▶ **EXERCISE DIRECTIONS**
Set down, character for character, everything in the records below from the line holding "Give every instance of the white" down to the line holding "Give every instance of the cross", and no other line.

▶ **AVAILABLE DATA**
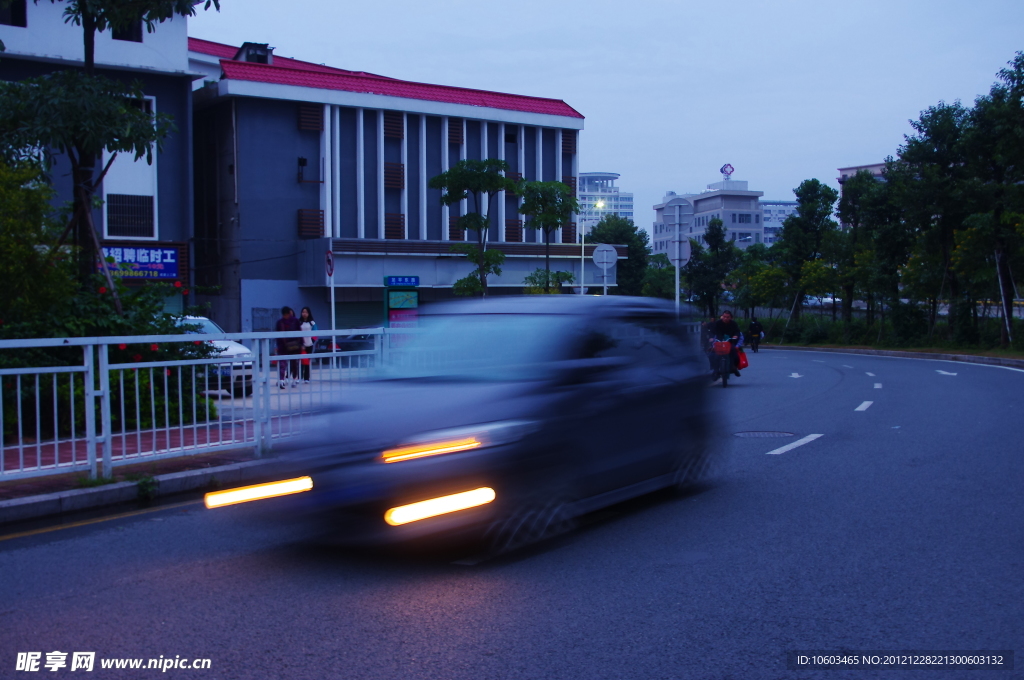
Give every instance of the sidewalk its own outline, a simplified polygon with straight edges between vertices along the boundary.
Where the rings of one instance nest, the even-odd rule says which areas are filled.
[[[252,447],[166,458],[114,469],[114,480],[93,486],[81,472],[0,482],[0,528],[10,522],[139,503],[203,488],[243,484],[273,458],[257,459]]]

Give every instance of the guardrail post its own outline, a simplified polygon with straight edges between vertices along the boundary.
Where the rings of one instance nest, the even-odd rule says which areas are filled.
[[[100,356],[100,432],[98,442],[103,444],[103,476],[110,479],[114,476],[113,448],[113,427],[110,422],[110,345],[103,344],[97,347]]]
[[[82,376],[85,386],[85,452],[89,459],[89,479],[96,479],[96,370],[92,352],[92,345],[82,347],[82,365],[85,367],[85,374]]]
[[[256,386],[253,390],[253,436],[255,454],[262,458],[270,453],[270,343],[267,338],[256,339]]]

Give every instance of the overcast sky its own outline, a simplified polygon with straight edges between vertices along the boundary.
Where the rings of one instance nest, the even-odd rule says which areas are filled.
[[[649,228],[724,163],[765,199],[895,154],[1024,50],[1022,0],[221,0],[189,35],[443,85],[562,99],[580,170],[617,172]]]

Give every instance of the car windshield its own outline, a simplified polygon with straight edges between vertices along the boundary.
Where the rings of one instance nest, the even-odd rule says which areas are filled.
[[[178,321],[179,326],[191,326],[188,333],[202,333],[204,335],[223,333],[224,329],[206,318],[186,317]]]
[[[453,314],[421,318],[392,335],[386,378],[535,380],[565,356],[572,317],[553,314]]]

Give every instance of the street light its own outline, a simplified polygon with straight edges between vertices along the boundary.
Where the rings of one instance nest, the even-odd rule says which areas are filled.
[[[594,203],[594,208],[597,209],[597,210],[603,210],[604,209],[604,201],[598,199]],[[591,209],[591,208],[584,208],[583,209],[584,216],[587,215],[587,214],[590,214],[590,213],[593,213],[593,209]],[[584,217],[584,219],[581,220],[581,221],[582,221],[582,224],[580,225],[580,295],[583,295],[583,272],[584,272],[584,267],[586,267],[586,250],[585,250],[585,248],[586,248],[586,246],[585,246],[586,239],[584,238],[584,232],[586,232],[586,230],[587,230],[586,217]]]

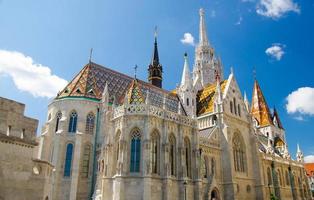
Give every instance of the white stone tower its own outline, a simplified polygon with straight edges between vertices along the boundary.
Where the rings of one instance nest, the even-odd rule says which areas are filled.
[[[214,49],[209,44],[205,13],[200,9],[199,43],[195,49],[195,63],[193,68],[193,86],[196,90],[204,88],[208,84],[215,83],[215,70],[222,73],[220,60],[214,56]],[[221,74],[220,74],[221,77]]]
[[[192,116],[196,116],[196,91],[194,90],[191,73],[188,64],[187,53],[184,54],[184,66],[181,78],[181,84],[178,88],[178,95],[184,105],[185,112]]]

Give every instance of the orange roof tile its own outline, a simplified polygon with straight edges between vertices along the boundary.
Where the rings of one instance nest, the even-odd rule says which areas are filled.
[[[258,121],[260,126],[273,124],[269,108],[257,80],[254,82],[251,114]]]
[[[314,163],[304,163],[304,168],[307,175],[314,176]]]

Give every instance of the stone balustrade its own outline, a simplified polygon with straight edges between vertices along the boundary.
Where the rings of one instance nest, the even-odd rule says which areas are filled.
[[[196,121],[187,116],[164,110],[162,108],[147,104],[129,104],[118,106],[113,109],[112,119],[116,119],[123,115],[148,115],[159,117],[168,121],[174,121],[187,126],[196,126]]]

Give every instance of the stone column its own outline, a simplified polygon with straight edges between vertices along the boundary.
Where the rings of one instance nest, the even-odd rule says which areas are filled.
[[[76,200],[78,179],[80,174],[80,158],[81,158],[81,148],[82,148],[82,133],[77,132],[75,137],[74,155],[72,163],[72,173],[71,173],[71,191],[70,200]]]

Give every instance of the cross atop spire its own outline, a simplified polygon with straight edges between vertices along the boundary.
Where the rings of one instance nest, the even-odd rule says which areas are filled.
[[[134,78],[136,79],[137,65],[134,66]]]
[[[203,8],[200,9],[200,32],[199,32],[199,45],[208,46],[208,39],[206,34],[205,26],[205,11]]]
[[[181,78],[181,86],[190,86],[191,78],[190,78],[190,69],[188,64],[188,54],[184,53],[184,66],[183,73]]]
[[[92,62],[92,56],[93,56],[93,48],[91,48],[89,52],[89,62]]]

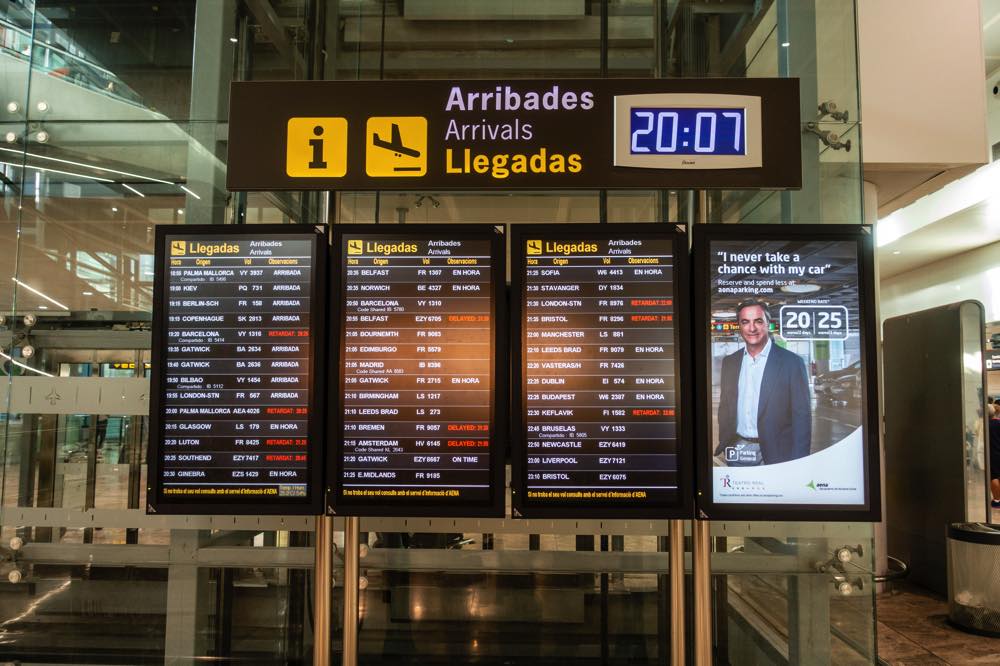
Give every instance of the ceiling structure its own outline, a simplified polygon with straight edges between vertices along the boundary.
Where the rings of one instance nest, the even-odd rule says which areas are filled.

* * *

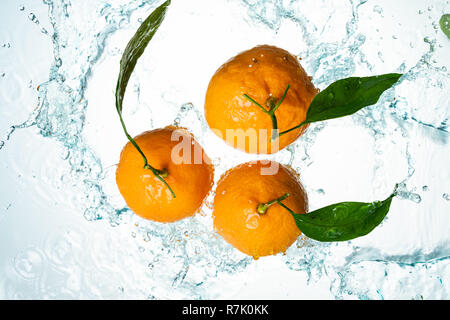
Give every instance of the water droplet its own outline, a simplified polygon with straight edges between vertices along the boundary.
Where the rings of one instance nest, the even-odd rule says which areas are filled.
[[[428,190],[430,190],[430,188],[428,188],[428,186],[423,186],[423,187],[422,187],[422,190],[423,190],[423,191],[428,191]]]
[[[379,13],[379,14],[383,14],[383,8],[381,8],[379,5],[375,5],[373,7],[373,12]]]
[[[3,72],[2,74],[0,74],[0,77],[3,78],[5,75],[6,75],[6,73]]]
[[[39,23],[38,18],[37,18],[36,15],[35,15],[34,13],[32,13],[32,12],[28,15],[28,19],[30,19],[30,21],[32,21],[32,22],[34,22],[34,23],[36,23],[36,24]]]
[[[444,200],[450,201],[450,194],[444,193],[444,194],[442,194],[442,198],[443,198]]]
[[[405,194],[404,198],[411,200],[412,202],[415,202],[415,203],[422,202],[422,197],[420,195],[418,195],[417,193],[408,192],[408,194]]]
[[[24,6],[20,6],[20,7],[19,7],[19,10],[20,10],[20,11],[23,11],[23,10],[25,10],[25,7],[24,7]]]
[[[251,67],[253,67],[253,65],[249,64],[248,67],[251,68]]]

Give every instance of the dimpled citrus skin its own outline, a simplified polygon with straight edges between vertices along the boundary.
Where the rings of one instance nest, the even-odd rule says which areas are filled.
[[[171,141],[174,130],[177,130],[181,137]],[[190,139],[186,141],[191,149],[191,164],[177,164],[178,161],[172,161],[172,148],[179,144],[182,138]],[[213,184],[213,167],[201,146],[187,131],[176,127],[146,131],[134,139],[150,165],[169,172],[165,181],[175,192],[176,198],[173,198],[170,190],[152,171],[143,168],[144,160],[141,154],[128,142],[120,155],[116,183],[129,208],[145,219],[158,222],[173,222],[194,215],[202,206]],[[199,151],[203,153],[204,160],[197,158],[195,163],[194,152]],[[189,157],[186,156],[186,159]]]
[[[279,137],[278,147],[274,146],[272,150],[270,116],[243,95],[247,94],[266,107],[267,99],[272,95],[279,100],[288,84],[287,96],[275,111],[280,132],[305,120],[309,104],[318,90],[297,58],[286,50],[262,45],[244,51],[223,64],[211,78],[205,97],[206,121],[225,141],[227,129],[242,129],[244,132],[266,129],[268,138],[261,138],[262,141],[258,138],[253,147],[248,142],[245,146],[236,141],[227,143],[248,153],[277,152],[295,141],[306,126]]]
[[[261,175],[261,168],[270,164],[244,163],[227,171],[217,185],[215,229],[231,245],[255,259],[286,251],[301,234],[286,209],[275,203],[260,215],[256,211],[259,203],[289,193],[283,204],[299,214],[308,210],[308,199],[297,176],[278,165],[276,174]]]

▶ **TASK OUTPUT**
Give every instance of the white stone tower its own outline, a simplified polygon with straight edges between vertices along the boundary.
Where the rings of one instance nest, the even-odd rule says which areas are filled.
[[[214,49],[209,44],[205,13],[200,9],[199,43],[195,49],[195,63],[193,68],[193,86],[196,90],[204,88],[208,84],[215,83],[215,70],[222,73],[220,60],[214,56]],[[221,74],[220,74],[221,77]]]
[[[192,116],[196,116],[196,91],[194,90],[191,73],[188,64],[187,53],[184,54],[184,66],[181,78],[181,84],[178,88],[178,95],[184,105],[185,112]]]

Give every instance of the orange roof tile its own outline, a simplified polygon with straight edges between vertices along the boundary.
Where the rings of one instance nest, the even-odd rule says which areas are filled.
[[[258,121],[260,126],[273,124],[269,108],[257,80],[254,82],[251,114]]]
[[[314,163],[304,163],[304,168],[307,175],[314,176]]]

Give every instance of the stone balustrade its own outline, a simplified polygon with straight edges between vertices along the boundary.
Where the rings of one instance nest, the even-odd rule says which areas are filled.
[[[196,121],[187,116],[164,110],[162,108],[147,104],[129,104],[118,106],[113,109],[112,119],[116,119],[123,115],[148,115],[159,117],[168,121],[174,121],[187,126],[196,126]]]

Give every instance of the stone column its own outline, a simplified polygon with straight edges between vertices along the boundary.
Where the rings of one instance nest, the even-odd rule says which areas are filled.
[[[76,200],[78,179],[80,174],[80,158],[81,158],[81,148],[82,148],[82,133],[77,132],[75,137],[74,155],[72,163],[72,173],[71,173],[71,191],[70,200]]]

Give every instance of the cross atop spire its own outline, a simplified polygon with straight edges between vertices along the boundary.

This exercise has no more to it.